▶ _Source document_:
◇ ◇ ◇ ◇ ◇

The line is operated by Northern Trains. The fare structure is as follows (these show the West Yorkshire Metro rail zones):
- Zone 1: City
- Zone 2:
- Zone 3: Apperley Bridge to Crossflatts. Shipley is also served by the Leeds–Bradford line and the Wharfedale line
- Zone 4: Keighley
- Zone 5: Steeton & Silsden
- Zone 7: Cononley to Skipton (from 17 May 2009)

== The future ==
Network Rail previously looked at ways of increasing capacity on the line. Because of the difficulty of lengthening platforms at Shipley, it will be hard to introduce longer trains (i.e. 5 or 6 carriages) as was proposed on the neighbouring Wharfedale line. It was therefore proposed to run more trains per hour between Leeds and Keighley, a new platform at Keighley would have helped accommodate this. New stations were opened at Apperley Bridge in December 2015 and Kirkstall Forge in June 2016.

London North Eastern Railway currently operate a small number of daily services on the line, between Skipton/Bradford and London King's Cross. These are operated by Class 91s and Class 801s. East Coast wanted to run more frequent services from December 2009 but to do so the line would need more capacity.

◇ ◇ ◇ ◇ ◇

▶ _Apply what you read_:
**1.** According to the rail line text, when did the new station at Kirkstall Forge open?
**2.** Pick up the rail line text after its final sentence and write the next part.
The entries below come from a different source than the rail line text.

▶ _Source material_:
◇ ◇ ◇ ◇ ◇

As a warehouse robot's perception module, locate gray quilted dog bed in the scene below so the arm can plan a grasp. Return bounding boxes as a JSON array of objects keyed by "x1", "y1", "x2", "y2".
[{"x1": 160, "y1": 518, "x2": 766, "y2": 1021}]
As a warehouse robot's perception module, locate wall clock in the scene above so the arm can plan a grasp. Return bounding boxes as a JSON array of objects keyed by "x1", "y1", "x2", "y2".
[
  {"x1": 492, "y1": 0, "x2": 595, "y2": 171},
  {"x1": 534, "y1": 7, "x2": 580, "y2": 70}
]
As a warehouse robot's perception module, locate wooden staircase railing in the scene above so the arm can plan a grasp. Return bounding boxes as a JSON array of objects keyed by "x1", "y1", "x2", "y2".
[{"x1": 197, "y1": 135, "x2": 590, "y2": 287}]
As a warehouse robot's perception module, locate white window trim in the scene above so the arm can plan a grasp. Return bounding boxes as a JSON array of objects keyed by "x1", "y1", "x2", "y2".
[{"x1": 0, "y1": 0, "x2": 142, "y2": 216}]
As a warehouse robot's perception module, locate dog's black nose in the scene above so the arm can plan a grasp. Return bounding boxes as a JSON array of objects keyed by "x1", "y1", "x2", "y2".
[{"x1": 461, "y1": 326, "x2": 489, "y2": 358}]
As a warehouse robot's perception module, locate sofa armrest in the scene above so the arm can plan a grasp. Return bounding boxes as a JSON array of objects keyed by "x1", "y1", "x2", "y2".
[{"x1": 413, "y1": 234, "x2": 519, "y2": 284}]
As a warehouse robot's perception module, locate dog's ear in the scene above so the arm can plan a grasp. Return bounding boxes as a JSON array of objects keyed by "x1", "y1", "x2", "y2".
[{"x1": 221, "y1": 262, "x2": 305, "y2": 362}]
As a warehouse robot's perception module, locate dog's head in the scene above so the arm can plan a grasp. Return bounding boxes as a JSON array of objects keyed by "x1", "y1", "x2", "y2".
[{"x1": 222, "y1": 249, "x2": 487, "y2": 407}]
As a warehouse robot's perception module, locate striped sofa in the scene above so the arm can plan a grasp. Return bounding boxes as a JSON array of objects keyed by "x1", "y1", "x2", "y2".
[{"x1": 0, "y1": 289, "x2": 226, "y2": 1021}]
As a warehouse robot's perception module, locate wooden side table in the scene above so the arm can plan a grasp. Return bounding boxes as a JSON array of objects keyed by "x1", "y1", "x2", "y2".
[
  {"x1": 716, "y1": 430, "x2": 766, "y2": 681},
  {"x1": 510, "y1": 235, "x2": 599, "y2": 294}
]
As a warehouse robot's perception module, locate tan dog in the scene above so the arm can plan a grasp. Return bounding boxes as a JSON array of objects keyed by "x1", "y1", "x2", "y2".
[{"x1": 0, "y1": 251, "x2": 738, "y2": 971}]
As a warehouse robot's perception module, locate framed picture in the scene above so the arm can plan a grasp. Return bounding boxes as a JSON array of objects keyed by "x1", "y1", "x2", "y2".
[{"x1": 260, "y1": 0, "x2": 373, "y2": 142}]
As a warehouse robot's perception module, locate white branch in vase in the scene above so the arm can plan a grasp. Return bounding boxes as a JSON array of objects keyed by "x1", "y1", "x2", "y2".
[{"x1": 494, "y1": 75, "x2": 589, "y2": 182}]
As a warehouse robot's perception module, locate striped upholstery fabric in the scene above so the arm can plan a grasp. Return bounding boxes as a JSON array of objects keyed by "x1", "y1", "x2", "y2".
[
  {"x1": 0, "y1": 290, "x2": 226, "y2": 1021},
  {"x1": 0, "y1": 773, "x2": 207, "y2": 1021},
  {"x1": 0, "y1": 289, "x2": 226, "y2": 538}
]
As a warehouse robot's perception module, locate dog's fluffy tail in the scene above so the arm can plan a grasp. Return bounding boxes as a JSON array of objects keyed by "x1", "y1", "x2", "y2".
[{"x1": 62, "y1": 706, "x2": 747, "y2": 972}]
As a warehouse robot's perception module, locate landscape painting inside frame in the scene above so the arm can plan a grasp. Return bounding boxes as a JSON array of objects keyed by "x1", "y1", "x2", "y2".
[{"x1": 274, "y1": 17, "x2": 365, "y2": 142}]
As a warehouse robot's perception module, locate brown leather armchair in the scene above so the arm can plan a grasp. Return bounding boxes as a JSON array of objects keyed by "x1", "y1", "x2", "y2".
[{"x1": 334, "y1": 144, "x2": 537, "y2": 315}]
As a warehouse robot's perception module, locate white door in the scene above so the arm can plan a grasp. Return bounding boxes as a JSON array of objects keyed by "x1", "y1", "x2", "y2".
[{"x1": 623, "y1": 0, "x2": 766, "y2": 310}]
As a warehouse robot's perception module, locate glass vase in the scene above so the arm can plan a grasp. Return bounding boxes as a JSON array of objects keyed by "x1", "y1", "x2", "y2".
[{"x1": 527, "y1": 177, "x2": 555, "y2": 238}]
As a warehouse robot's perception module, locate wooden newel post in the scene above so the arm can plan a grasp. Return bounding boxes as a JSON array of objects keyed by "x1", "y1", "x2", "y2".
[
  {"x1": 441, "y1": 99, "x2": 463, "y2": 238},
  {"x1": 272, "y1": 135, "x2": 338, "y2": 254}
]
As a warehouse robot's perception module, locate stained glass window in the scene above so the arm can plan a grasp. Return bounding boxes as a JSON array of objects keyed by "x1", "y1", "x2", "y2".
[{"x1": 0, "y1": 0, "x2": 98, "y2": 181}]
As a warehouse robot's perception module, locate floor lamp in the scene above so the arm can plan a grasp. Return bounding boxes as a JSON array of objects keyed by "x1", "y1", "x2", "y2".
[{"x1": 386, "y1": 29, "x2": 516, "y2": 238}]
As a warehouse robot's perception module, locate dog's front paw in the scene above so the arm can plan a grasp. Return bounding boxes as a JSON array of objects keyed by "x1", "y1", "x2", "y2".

◇ ◇ ◇ ◇ ◇

▶ _Task-by-task answers_:
**1.** June 2016.

**2.**
A 2008 report by Modern Railways claimed that a solid hourly service would operate on the line as far as Long Preston, but would serve Carlisle and Lancaster alternately. It may also become a freight artery to improve capacity on the West Coast Main Line. Network Rail's own plans involved new signalling and other improvements for the sections of the line beyond Skipton. Carlisle services would be increased to a basic two-hour pattern with extra services to 'fill in the gaps' at peak times during the day to give a 1 train/h frequency. Lancaster services would be made more frequent, however it was suggested they would be terminated at Skipton, rather than continuing through to Leeds. All of these plans were dependent on getting enough government funding.